> PROBLEM TO WORK ON
Please write out the final portion of the records below exactly: the line containing "[locate] the man", every line after it, and nothing else.

__________

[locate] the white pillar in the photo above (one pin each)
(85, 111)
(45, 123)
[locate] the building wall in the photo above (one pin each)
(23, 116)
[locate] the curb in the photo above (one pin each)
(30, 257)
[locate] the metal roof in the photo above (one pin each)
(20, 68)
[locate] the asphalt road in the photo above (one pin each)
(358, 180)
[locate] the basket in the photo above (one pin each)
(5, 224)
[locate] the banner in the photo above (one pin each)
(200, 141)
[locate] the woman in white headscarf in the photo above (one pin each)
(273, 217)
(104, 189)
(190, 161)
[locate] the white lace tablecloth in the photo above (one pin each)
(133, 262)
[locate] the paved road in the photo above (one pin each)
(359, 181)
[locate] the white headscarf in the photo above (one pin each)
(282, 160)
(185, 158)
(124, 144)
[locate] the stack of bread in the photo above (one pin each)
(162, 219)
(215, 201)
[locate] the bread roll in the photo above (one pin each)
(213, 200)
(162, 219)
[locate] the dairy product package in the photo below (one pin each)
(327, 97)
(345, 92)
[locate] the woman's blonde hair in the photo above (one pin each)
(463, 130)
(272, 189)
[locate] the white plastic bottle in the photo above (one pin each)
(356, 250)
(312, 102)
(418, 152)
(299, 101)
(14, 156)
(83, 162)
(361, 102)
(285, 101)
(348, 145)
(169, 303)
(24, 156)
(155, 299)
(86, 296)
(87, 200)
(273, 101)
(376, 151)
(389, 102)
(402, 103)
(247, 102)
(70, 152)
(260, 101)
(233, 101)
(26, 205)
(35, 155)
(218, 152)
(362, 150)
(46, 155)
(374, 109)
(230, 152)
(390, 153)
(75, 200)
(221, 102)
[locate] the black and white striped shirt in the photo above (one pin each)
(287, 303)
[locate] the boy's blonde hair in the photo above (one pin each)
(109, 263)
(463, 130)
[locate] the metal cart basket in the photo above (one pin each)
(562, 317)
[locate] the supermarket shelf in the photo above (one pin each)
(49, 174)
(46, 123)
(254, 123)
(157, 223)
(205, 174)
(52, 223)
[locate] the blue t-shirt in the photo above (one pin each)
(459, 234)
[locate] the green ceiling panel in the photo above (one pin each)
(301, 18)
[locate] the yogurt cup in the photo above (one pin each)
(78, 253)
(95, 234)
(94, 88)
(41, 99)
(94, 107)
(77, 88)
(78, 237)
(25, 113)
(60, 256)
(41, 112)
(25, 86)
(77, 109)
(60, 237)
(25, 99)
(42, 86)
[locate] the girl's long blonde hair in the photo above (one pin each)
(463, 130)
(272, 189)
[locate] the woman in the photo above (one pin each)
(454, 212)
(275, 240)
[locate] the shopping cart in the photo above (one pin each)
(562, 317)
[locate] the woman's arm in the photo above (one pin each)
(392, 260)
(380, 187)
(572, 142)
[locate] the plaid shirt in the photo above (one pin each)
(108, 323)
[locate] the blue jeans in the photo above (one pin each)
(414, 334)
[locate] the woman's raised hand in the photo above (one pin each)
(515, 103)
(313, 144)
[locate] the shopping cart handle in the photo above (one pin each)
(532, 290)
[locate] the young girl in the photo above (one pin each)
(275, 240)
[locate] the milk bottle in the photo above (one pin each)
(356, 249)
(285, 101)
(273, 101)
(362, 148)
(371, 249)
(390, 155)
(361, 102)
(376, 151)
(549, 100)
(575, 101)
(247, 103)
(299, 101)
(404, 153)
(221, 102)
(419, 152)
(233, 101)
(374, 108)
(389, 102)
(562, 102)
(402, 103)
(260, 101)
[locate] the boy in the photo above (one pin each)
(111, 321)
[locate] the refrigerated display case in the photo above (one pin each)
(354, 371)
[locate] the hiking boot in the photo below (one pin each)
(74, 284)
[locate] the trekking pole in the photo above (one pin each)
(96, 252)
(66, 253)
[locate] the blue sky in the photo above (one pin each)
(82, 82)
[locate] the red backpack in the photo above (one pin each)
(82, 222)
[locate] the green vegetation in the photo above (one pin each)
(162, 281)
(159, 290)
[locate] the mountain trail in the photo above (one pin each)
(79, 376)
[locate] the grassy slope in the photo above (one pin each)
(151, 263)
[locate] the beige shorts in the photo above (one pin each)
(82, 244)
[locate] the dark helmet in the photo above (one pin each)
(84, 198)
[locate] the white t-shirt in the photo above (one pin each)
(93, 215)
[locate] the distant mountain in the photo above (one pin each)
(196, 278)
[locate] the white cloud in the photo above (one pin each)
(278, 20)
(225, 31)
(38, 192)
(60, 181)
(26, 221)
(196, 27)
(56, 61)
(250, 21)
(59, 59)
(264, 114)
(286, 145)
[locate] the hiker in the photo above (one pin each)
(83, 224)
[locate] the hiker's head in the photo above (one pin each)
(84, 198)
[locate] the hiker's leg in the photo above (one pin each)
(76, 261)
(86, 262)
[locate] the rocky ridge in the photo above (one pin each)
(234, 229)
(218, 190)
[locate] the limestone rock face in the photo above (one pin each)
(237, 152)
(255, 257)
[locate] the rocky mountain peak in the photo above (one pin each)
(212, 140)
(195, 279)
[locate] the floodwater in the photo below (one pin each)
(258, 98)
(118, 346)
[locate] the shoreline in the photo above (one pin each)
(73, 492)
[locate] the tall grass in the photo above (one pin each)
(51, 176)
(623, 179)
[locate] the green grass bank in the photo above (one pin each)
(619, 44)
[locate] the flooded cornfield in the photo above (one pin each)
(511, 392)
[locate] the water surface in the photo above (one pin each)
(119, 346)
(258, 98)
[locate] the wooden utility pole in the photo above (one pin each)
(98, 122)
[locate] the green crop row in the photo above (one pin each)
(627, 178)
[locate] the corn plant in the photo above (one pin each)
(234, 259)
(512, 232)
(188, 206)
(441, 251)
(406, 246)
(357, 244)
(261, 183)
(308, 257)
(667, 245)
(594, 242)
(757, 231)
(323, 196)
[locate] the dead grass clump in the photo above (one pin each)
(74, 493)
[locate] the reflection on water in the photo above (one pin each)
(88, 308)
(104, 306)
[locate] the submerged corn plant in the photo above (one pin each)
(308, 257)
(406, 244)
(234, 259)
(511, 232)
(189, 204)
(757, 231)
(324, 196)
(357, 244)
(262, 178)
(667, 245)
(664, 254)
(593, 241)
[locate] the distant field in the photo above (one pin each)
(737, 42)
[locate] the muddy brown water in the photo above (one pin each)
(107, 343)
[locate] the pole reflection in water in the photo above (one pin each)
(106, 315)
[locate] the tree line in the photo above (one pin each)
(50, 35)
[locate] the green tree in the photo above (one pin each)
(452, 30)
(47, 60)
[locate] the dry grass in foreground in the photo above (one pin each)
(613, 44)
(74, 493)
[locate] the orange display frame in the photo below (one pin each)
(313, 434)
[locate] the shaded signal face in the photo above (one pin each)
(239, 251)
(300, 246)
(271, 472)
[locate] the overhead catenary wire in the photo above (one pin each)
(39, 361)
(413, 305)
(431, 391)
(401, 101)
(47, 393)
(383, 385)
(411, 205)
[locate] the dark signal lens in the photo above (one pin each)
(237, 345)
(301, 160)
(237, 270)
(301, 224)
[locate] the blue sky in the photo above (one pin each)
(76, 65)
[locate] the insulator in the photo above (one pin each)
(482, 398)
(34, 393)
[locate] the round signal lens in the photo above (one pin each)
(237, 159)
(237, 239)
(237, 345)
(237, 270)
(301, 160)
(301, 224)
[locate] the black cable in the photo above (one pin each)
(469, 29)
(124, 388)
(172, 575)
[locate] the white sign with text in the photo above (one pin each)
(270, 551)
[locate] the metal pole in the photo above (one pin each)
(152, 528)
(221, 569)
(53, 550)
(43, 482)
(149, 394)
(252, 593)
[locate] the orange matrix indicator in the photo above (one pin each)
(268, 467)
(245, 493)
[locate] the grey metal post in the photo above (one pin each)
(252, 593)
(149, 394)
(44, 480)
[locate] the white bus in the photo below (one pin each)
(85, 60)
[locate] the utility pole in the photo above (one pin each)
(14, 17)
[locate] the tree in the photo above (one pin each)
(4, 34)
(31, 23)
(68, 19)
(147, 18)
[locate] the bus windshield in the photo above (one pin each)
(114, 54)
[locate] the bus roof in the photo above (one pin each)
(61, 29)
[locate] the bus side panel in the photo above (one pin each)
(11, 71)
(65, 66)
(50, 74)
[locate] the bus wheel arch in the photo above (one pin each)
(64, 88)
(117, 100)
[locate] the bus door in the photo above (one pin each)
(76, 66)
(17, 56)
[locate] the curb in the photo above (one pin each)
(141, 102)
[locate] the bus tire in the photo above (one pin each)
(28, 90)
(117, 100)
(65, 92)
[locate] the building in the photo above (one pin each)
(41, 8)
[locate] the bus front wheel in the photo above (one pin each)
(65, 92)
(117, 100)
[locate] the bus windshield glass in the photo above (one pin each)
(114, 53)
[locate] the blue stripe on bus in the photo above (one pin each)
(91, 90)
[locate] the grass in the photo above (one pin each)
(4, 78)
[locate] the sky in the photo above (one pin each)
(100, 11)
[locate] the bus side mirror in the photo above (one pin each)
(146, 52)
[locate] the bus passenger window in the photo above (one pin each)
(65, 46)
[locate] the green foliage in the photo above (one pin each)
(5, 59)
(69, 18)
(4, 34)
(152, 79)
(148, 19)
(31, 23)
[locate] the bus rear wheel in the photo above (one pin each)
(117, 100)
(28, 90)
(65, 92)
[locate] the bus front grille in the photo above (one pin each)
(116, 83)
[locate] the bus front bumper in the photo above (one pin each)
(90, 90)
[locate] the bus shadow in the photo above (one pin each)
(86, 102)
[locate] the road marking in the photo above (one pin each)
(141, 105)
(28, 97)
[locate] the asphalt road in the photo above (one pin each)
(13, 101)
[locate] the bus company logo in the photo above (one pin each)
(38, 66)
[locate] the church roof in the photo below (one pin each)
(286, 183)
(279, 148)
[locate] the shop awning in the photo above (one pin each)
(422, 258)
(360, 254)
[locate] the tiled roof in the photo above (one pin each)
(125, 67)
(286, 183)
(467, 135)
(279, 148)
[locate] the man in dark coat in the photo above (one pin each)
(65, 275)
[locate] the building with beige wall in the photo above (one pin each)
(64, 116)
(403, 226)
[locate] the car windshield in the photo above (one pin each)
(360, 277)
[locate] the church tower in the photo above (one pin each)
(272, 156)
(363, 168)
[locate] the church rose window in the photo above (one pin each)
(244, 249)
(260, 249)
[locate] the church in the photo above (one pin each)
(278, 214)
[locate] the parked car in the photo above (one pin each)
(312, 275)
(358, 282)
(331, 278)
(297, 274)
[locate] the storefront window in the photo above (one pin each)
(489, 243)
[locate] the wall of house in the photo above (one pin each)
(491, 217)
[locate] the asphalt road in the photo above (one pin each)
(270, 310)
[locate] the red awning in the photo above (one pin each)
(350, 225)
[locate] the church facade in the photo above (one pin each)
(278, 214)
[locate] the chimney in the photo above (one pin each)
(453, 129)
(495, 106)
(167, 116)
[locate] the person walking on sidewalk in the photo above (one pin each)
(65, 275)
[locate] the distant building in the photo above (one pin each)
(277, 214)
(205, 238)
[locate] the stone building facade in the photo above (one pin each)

__________

> RESPONSE AREA
[locate] the man in dark coat in the photo above (one pin each)
(65, 275)
[locate] the building with beige wall in the photo above (one pin each)
(64, 116)
(403, 226)
[locate] the car windshield in the photo above (one pin each)
(360, 277)
[locate] the church tower in the photo above (one pin each)
(272, 156)
(363, 168)
[locate] the church rose window in the photo above (one pin each)
(244, 249)
(260, 249)
[locate] the church in the photo above (one pin each)
(278, 214)
[locate] the parked car in the photo above (one pin each)
(312, 275)
(358, 282)
(331, 278)
(297, 274)
[locate] the storefront window in the photo above (one pin each)
(489, 243)
[locate] the wall of house in the photo above (one pin each)
(491, 217)
[locate] the asphalt road in the photo above (one pin each)
(270, 310)
[locate] the red awning in the photo above (one pin each)
(350, 225)
[locate] the church facade in the photo above (one pin each)
(278, 214)
[locate] the chimney in the photo above (one pin each)
(453, 129)
(495, 106)
(167, 116)
[locate] the person walking on sidewalk in the photo above (one pin each)
(65, 275)
[locate] the distant building in the photo above (one pin each)
(277, 214)
(205, 238)
[locate] the stone building facade in the photo above (one pin each)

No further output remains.